> ARBEITSAUFTRAG
1. Wann kann Kicces laut dem Forenauszug den 24h-Buddy-Key frühestens versenden?
2. Welche Benutzernamen stehen im Forenauszug über Beiträgen vom 12. Juli 2012?

> AUSZUG ZUM LESEN
+ + + + +
Edit.: Key ist vergeben.


----------



## dambala (11. Juli 2012)

Suche nen Buddy key zum testen sag jetzt schon mal vielen dank!
destro80@gmx.at


----------



## TuckTuck (11. Juli 2012)

suche auch noch einen Key ich glaub mein Beitrag ist untergegangen 

( martin-styl@gmx.net )

Vorab schon ein mal vielen dank.

Ps: Hätte im Tausch auch noch einen Terra Buddy Key


----------



## sos (11. Juli 2012)

suche auch noch einen Key :-)

( dj-excalibur@gmx.de )

Vorab schon ein mal vielen dank.


----------



## Iconique (11. Juli 2012)

Falls noch jemand einen Buddy-Key für mich übrig hat würde ich mich sehr freuen.
Wäre unglaublich dankbar das ganze mal ausgiebig testen zu können.

Meldet euch einfach per PN.

LG


----------



## Spookygirl (12. Juli 2012)

Eigentlich wollte ich im offiziellen Secret World Forum schreiben, aber da kann man momentan keine neuen Registrierungen im Forum durchführen :-( Also versuche ich es hier mal und ich hoffe ich habe Glück und jemand hat einen Buddy-Key für mich.
Danke!


----------



## Ascalari (12. Juli 2012)

Ohja nen Key wäre was feines im Offi Forum sind keine anmeldungen möglich hoffe das liest jemand 

MFG

Asca


----------



## Thorandil (12. Juli 2012)

Ich würde mich auch sehr über einen Buddy Key freuen, falls noch wer einen über hat.


----------



## XcomkeenX (12. Juli 2012)

Nabend, ich hätte auch noch einen Buddy-Key über.
Einfach PN mit email-addy und auf gehts  

LG
comkeen



Edit: Der Key ist wech ! 

Sorry an alle die leer ausgingen aber es war halt nur eienr da :/


----------



## Kicces (13. Juli 2012)

Da in meinem direkten Umfeld derzeit keine MMO-Fans unterwegs sind habe ich einen 24h-Buddy-Key zu vergeben.

*Zu beachten ist jedoch, dass ich den Key erst am Freitag, den 13.07.2012 um ca. 19.00 Uhr versenden kann. (!!!)*

Wenn also jemand ohnehin erst heute Abend oder Samstag anfangen möchte, dann wäre hier Deine Chance.

Einfach eine Nachricht an mich, FIFO (First In - First Out)

Edit: Interessent gefunden.... Key ist also vergriffen.


----------



## Spookygirl (13. Juli 2012)

Da scheine ich leider immer zu spät zu sein um jemandem eine PM zu schicken ... Schade. Aber vielleicht melden sich doch noch ein paar nette Leute mit Buddykeys, damit alle die einen möchten versorgt werden. Ich würde mich jedenfalls sehr freuen, das Spiel mal antesten zu können.

Happy Weekend!


----------



## Hathol1-2-3 (13. Juli 2012)

Würde mich auch über einen Key freuen um es dieses Wochenende zu testen =) Falls jemand so nett ist, einfach eine Nachricht über mein Buffed- Profil senden =)
+ + + + +
(Einträge der Sammlung)
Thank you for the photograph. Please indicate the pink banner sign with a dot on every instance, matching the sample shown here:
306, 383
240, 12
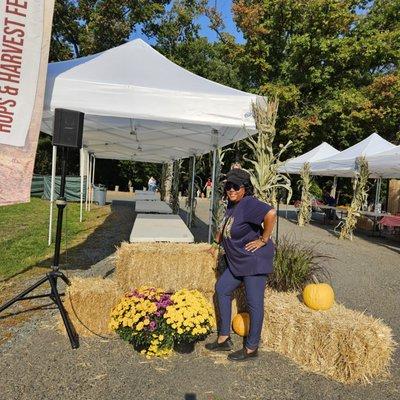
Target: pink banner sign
25, 28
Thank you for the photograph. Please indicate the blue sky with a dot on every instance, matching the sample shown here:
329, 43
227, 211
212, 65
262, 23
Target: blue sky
224, 7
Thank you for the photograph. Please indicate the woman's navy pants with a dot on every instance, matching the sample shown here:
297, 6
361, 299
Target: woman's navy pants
255, 288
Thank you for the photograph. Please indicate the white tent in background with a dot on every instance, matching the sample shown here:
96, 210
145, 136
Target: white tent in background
344, 164
294, 165
139, 105
385, 164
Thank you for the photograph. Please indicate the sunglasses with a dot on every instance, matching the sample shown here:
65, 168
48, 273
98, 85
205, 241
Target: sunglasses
234, 186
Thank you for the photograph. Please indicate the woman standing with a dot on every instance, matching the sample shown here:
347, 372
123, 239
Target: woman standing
245, 235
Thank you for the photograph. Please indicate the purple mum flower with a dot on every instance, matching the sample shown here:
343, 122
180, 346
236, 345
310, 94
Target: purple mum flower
152, 326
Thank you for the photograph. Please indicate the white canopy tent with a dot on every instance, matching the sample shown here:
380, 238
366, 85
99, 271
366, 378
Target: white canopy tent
294, 165
385, 164
344, 164
140, 106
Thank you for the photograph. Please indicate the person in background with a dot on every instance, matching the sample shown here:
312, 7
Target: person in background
236, 165
245, 235
330, 201
152, 185
208, 188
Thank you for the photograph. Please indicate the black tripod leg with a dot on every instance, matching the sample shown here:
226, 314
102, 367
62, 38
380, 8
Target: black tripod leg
63, 277
73, 337
23, 294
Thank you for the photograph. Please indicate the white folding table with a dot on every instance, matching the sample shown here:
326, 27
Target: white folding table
154, 207
160, 228
145, 196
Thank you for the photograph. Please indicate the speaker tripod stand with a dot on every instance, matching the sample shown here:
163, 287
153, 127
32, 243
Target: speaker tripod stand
55, 274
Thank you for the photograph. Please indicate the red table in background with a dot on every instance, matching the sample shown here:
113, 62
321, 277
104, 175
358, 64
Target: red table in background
390, 221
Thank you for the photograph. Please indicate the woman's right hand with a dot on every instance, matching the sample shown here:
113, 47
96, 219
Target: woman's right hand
212, 250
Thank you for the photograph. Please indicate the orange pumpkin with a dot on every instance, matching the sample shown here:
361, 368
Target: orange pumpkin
241, 324
318, 296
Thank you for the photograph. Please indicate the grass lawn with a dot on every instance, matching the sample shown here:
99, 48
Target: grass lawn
24, 233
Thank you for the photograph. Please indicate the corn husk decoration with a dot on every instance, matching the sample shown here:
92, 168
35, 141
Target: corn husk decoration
265, 164
304, 216
359, 198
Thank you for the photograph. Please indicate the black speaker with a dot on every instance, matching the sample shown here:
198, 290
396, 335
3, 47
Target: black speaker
68, 128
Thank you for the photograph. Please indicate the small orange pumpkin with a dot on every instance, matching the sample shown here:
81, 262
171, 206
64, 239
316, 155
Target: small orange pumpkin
241, 324
318, 296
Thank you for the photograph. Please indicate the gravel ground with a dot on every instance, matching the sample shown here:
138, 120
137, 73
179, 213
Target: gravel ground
37, 362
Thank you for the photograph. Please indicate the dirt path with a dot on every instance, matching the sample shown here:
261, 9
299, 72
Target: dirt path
37, 363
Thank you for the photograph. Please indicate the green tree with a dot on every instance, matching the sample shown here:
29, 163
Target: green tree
86, 27
323, 58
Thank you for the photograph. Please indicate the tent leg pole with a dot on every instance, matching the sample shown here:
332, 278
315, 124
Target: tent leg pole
53, 178
211, 217
93, 170
334, 186
377, 193
90, 181
81, 164
87, 180
192, 195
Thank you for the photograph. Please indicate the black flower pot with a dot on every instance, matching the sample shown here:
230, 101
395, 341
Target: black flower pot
184, 347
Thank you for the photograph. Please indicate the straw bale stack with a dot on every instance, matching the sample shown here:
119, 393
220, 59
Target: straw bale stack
89, 303
342, 344
171, 266
238, 303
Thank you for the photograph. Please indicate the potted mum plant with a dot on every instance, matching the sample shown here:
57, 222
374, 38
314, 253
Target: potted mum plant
191, 316
155, 322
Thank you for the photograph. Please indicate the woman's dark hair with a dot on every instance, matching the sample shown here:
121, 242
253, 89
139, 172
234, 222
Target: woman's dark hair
248, 189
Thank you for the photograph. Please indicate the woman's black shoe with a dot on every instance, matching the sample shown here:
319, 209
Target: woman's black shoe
242, 355
226, 345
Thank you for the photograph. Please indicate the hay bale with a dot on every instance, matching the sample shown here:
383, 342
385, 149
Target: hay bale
171, 266
342, 344
89, 303
238, 302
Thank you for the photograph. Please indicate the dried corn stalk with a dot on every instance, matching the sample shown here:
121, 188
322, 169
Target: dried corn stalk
219, 205
264, 175
165, 187
304, 216
174, 196
359, 198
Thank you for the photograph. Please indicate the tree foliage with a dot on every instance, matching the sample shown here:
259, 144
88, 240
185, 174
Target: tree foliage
327, 60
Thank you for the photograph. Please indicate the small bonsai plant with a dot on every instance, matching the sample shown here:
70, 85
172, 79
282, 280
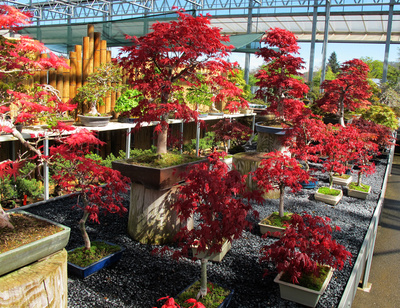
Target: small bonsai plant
210, 193
107, 77
279, 81
279, 170
350, 90
306, 245
234, 131
83, 176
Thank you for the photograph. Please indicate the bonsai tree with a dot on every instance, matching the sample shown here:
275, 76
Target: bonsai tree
280, 83
234, 131
19, 103
211, 194
170, 57
83, 176
306, 245
107, 77
350, 90
280, 170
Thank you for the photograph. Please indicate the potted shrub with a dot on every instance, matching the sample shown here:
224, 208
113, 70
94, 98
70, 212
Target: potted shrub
278, 170
21, 104
98, 189
348, 92
211, 194
128, 100
107, 77
279, 84
305, 257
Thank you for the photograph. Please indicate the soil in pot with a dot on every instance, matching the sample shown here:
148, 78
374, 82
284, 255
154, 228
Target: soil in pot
27, 229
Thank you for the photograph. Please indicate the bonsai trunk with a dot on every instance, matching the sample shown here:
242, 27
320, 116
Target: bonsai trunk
83, 230
203, 279
281, 199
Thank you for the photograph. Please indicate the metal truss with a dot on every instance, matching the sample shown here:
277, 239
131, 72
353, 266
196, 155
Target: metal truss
67, 11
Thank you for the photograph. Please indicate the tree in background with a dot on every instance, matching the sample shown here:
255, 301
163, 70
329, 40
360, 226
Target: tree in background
333, 63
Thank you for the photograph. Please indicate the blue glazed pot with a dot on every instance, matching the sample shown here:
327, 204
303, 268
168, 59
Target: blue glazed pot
309, 185
83, 272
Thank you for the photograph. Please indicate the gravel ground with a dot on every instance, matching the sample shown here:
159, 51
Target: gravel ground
140, 278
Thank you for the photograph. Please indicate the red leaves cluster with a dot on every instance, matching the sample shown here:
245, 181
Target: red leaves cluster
306, 243
217, 197
277, 80
350, 90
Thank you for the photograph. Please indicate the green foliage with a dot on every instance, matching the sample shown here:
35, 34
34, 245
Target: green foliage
381, 114
98, 250
329, 191
333, 63
215, 295
310, 281
128, 100
275, 220
361, 187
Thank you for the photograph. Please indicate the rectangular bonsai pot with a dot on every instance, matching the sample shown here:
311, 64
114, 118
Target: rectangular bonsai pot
28, 253
83, 272
154, 178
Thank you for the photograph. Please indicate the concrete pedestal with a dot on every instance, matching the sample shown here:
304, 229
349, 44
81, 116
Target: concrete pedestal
151, 220
42, 284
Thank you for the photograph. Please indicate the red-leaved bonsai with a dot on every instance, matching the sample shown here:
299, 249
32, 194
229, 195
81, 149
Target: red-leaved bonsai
216, 197
278, 170
280, 81
168, 59
350, 90
98, 187
306, 244
21, 104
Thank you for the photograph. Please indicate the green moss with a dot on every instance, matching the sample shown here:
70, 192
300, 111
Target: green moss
361, 187
98, 250
310, 281
275, 220
329, 191
215, 295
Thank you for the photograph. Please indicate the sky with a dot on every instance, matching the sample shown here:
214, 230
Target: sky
344, 52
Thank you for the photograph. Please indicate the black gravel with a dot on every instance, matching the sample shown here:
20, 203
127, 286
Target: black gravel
141, 277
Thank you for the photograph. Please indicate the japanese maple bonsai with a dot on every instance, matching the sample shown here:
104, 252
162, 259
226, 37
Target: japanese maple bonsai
170, 57
280, 82
305, 255
350, 90
216, 197
278, 170
98, 188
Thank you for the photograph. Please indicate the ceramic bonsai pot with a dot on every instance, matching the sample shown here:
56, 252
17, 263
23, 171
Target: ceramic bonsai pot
330, 199
358, 193
83, 272
28, 253
154, 178
299, 294
216, 256
342, 181
92, 121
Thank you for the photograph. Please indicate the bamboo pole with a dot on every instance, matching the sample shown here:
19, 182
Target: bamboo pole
78, 50
91, 46
73, 74
66, 74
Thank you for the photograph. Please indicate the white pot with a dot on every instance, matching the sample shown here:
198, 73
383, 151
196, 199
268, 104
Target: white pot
300, 294
333, 200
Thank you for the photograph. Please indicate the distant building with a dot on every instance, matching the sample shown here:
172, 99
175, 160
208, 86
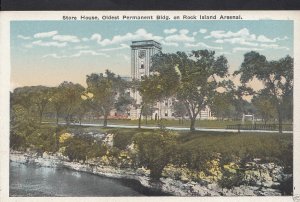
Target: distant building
141, 53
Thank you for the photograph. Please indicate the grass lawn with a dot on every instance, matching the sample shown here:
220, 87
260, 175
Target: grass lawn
174, 123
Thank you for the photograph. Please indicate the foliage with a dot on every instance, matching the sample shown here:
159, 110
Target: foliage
230, 179
277, 77
194, 78
154, 150
122, 139
42, 139
21, 125
105, 88
265, 107
180, 110
71, 98
81, 148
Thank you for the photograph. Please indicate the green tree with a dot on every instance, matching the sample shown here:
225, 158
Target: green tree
71, 98
265, 107
179, 110
155, 150
276, 76
41, 96
106, 89
199, 73
57, 101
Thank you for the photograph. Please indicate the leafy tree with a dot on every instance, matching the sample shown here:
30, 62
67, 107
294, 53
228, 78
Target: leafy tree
179, 110
264, 107
277, 77
71, 98
154, 150
21, 126
41, 96
57, 101
199, 73
150, 91
106, 88
222, 105
148, 111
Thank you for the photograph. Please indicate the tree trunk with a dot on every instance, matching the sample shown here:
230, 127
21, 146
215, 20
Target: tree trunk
57, 118
280, 123
140, 117
192, 126
279, 118
105, 119
41, 117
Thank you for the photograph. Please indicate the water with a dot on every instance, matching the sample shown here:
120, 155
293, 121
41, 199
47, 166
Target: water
30, 180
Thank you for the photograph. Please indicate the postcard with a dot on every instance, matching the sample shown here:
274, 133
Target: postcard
149, 105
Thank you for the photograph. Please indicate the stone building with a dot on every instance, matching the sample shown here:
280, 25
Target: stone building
141, 53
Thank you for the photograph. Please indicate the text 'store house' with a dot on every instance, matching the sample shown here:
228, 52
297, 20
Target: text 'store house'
141, 53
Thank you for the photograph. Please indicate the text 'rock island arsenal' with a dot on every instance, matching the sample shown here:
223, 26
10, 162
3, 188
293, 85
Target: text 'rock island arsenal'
153, 17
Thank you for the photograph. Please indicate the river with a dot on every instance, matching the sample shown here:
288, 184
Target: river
31, 180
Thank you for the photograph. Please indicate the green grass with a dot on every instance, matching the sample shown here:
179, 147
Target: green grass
172, 123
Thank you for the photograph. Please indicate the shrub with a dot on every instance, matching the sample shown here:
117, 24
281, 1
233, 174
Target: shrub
155, 150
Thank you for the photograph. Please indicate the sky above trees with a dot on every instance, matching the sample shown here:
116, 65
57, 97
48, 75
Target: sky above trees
49, 52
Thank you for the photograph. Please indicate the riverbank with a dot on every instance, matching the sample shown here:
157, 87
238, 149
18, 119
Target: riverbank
267, 186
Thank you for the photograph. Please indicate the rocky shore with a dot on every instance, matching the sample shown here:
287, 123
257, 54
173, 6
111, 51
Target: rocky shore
264, 184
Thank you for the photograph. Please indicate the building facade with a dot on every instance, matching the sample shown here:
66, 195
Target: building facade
141, 53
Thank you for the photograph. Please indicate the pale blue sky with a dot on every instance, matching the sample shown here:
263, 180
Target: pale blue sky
49, 52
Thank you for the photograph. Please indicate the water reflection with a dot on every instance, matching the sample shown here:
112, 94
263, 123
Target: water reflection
29, 180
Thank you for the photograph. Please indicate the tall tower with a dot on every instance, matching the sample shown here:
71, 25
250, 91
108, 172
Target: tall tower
141, 53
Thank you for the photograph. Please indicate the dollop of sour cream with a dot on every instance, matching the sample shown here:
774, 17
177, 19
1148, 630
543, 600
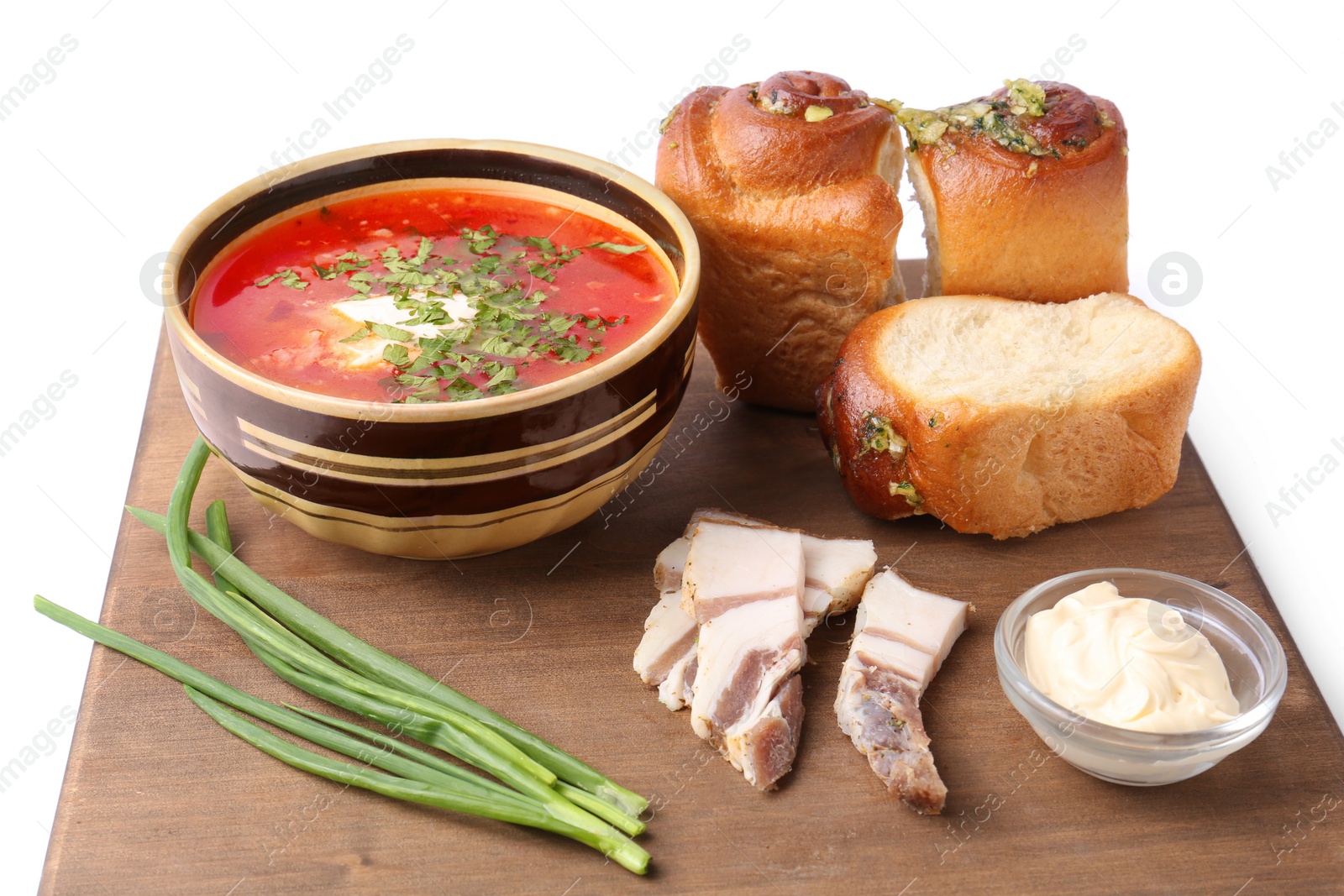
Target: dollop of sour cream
1128, 663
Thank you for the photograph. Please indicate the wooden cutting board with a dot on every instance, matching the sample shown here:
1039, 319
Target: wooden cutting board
160, 799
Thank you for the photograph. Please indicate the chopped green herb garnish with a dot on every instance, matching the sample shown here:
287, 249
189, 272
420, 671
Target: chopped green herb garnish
508, 325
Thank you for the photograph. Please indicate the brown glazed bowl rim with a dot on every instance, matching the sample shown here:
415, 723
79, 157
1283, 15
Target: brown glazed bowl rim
176, 307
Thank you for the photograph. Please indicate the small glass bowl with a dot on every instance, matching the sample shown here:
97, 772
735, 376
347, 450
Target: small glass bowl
1253, 656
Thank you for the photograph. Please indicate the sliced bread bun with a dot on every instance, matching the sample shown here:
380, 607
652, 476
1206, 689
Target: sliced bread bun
1005, 417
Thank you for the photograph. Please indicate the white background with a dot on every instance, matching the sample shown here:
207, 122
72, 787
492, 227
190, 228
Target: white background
158, 110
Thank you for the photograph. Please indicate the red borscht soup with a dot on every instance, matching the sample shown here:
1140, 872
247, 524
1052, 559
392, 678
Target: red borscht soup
430, 295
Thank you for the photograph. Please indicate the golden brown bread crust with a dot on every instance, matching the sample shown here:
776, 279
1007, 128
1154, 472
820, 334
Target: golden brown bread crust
1001, 469
797, 223
1043, 228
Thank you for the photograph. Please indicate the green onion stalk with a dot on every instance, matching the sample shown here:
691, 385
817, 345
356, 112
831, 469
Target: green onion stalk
367, 660
416, 775
546, 788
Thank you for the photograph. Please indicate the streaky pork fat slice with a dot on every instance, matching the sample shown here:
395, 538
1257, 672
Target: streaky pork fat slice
743, 584
835, 573
902, 636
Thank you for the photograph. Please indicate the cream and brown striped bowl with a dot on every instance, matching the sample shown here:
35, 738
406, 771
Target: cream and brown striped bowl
445, 479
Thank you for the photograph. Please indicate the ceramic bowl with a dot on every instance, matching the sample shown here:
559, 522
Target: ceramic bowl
440, 479
1252, 654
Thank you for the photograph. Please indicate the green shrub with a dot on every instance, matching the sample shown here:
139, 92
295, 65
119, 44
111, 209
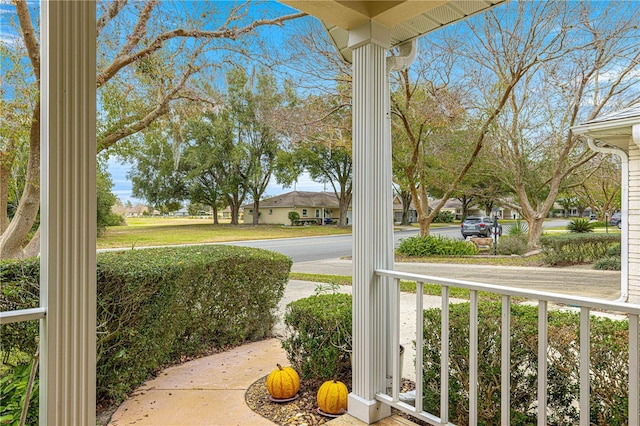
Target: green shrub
435, 246
294, 217
157, 306
319, 337
444, 217
611, 263
580, 226
113, 219
568, 249
614, 250
609, 368
512, 244
517, 228
13, 392
600, 224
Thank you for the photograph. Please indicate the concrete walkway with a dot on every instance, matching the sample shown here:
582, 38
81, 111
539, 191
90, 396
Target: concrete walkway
581, 281
210, 390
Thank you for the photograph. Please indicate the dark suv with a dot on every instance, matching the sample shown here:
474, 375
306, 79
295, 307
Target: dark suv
482, 226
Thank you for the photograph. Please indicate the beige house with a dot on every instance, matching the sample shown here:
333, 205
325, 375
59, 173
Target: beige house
313, 207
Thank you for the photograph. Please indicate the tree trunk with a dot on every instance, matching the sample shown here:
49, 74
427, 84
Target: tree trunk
405, 197
235, 211
535, 231
214, 212
5, 173
16, 233
256, 212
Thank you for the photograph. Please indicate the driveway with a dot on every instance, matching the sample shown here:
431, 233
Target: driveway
573, 280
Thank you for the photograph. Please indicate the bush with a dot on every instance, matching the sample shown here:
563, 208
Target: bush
517, 228
571, 249
294, 217
444, 217
319, 337
512, 244
600, 224
614, 250
435, 246
580, 226
157, 306
609, 346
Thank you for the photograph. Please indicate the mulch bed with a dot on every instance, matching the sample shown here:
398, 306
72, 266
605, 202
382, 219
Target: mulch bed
299, 412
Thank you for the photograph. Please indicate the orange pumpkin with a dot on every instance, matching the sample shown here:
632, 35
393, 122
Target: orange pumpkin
283, 383
332, 397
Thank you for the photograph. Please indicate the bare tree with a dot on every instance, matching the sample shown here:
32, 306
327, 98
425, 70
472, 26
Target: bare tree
148, 54
593, 68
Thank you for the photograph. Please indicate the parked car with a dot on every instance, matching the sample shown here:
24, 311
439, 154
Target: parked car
481, 226
616, 219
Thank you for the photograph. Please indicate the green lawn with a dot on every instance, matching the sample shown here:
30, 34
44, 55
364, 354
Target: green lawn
151, 231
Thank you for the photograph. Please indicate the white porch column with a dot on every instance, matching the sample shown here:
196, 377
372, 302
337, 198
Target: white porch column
68, 213
634, 221
372, 218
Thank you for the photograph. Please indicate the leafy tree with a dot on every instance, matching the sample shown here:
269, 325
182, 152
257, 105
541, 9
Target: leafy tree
156, 177
254, 106
148, 54
569, 63
105, 200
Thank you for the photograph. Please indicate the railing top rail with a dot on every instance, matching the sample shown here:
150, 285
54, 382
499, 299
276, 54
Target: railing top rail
587, 302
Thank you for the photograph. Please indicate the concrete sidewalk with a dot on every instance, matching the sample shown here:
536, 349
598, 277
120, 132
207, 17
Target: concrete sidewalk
580, 281
210, 390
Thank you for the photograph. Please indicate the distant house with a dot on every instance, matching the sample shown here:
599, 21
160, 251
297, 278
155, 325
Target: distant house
311, 206
226, 213
397, 211
454, 206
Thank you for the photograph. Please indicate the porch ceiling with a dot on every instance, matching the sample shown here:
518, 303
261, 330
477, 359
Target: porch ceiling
614, 129
407, 19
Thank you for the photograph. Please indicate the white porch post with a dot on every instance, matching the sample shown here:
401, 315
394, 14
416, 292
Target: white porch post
372, 219
68, 213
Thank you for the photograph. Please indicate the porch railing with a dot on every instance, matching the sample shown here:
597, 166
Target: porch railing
586, 305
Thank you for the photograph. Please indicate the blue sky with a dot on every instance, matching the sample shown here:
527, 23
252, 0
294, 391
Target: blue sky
122, 185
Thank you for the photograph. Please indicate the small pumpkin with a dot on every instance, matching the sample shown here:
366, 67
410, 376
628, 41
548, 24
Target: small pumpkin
332, 397
283, 383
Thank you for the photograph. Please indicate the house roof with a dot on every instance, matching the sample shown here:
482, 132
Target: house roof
299, 199
615, 128
407, 19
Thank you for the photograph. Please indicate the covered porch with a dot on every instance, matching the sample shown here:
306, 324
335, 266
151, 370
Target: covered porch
364, 32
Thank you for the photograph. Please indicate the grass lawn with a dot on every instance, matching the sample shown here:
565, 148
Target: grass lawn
151, 231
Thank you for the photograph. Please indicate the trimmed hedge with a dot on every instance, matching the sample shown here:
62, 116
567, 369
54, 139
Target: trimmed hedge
158, 306
437, 245
609, 366
318, 345
575, 248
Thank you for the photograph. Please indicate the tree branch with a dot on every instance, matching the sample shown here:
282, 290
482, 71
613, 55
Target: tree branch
124, 58
29, 36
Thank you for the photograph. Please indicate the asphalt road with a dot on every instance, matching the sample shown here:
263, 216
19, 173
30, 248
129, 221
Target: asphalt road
337, 246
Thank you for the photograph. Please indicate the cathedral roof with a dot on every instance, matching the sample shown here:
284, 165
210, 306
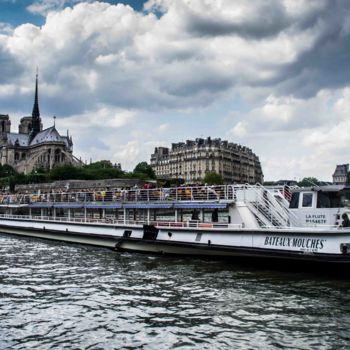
+ + + + +
> ANTWORTEN JE AUFGABE
1. Am Freitag, den 13.07.2012, um ca. 19.00 Uhr.

2. Spookygirl, Ascalari, Thorandil, XcomkeenX